Requirement => Print the text on Lotus Domino support for the Windows /3GB switch word for word, in full.

Lotus Domino support for the Windows /3GB switch

With ever increasing memory demands by complex Enterprise applications such as Domino, the 2 GB user address space can quickly become saturated, resulting in errors or crashes. This can become especially pronounced in cases where multiple enterprise components operate under one process, such as Domino, Oracle, and Java™. In these cases, it is possible to increase the user's address space size to 3 GB using the /3GB boot.ini switch for certain releases of Windows.

Does IBM® Lotus® recommends this course of action?

On certain W32 platforms, it is possible to change the default percentages of the virtual address space by using the boot.ini parameter /3GB. Using the /3GB switch changes the split of the total virtual address space so that the user address space is increased to 3 GB, and the kernel address space is decreased to 1 GB. This setting in no way changes the overall virtual address space size (the process still only had 4 GB total), and it does not have an impact on how much virtual memory is managed by the system. The /3GB switch simply changes the split between user and kernel space for each process.

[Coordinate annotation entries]
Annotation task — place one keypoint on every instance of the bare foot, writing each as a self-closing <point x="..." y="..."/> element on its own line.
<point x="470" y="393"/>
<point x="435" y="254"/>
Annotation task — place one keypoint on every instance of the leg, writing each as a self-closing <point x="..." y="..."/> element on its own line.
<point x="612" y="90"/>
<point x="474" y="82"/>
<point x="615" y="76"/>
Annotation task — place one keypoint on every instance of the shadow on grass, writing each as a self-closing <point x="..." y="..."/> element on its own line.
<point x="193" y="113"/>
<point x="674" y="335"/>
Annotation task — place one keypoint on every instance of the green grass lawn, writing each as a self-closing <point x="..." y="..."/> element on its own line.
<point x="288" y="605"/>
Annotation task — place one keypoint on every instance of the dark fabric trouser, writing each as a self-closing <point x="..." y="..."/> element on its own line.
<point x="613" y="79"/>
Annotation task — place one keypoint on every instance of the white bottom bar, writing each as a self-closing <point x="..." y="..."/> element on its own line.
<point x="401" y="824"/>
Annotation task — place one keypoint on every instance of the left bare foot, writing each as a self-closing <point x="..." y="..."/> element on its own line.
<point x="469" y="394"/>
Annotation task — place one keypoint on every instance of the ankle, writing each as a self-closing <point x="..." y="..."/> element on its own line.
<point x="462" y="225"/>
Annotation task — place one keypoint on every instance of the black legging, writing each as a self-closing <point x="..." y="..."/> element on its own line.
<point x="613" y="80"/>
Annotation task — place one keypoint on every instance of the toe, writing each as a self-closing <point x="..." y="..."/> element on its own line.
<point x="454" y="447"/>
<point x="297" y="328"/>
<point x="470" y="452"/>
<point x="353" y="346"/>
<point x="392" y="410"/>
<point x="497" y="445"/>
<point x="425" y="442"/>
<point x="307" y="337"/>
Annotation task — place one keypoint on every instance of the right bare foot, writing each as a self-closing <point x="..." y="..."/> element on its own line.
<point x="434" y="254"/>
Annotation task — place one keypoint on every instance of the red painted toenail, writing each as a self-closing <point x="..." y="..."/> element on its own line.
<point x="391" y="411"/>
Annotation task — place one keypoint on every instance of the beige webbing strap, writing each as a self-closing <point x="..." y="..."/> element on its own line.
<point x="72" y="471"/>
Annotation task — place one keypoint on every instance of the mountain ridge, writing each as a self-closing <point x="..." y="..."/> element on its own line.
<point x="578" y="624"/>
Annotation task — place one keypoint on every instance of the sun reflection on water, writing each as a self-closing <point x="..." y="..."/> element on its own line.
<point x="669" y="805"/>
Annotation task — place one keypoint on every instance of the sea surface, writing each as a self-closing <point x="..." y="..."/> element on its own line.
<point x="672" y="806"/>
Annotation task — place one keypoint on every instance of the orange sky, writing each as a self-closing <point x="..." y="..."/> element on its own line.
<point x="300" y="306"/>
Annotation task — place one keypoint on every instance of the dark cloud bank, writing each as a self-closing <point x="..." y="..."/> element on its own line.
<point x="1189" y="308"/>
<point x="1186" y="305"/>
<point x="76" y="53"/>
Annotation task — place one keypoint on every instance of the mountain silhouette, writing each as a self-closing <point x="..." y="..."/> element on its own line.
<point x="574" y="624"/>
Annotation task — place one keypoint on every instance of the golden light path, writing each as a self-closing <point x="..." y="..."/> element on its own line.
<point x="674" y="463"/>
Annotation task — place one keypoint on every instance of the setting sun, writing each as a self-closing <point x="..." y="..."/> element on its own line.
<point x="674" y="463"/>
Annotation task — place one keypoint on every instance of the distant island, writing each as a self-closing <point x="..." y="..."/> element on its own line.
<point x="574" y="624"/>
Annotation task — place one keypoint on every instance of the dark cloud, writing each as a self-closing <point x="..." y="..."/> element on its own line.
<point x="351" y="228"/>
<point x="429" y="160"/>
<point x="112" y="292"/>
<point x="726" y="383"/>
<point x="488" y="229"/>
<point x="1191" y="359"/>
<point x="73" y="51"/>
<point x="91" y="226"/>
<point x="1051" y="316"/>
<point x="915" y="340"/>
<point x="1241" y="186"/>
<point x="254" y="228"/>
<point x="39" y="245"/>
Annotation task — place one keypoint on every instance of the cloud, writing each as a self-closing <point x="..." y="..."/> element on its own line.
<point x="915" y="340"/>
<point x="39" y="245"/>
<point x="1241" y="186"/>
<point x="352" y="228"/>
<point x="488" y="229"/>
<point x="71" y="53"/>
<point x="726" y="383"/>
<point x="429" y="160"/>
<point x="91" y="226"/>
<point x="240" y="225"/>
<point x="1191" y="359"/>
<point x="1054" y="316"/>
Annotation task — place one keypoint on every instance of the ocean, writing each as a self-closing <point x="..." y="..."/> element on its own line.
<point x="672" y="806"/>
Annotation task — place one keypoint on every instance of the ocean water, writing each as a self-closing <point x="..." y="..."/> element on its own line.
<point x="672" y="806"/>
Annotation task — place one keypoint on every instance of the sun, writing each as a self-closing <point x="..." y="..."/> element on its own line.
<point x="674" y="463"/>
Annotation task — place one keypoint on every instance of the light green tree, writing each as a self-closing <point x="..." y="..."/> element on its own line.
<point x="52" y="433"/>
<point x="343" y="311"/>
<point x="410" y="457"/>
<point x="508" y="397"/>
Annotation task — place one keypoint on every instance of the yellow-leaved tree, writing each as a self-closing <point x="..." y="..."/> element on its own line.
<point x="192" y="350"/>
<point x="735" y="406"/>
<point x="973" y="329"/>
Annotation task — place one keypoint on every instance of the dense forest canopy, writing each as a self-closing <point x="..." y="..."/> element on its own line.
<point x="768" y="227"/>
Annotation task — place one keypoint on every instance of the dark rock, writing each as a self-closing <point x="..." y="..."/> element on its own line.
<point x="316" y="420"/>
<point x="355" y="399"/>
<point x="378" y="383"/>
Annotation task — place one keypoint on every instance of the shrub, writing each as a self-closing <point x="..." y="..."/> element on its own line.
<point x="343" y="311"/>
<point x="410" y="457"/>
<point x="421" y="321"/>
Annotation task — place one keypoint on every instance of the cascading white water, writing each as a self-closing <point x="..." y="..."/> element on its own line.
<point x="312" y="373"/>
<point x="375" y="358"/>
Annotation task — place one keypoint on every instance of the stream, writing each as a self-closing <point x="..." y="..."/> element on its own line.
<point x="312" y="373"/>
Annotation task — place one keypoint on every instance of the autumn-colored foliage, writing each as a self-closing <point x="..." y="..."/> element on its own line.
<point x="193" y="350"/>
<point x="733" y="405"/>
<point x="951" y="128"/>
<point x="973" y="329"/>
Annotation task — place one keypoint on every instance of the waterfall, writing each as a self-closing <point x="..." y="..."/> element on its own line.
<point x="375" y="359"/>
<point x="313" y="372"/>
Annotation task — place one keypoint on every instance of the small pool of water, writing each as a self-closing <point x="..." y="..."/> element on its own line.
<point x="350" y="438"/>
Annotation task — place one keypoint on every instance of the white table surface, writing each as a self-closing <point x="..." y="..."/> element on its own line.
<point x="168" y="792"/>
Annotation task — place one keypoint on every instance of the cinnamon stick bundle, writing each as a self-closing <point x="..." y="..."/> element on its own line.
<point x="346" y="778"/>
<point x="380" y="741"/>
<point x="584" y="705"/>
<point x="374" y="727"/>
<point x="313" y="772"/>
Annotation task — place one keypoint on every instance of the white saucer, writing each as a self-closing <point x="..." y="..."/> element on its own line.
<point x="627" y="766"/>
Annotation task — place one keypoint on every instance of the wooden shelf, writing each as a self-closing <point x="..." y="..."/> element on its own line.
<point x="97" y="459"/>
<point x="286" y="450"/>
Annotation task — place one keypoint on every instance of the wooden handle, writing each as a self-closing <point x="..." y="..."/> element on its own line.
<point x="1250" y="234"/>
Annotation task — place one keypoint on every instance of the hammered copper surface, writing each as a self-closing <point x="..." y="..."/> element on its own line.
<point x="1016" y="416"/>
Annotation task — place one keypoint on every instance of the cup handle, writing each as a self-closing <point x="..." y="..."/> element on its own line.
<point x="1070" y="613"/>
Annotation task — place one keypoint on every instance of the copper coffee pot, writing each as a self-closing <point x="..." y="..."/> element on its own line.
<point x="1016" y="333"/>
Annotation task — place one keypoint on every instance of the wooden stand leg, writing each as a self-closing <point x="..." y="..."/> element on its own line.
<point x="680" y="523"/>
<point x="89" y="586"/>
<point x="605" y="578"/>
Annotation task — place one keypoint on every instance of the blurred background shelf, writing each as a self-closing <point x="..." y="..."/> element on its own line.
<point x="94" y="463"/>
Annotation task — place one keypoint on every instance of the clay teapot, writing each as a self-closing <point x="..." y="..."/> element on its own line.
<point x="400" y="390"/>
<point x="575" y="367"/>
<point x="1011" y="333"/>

Output =>
Lotus Domino support for the Windows /3GB switch

With ever increasing memory demands by complex Enterprise applications such as Domino, the 2 GB user address space can quickly become saturated, resulting in errors or crashes. This can become especially pronounced in cases where multiple enterprise components operate under one process, such as Domino, Oracle, and Java™. In these cases, it is possible to increase the user's address space size to 3 GB using the /3GB boot.ini switch for certain releases of Windows.

Does IBM® Lotus® recommends this course of action?

On certain W32 platforms, it is possible to change the default percentages of the virtual address space by using the boot.ini parameter /3GB. Using the /3GB switch changes the split of the total virtual address space so that the user address space is increased to 3 GB, and the kernel address space is decreased to 1 GB. This setting in no way changes the overall virtual address space size (the process still only had 4 GB total), and it does not have an impact on how much virtual memory is managed by the system. The /3GB switch simply changes the split between user and kernel space for each process.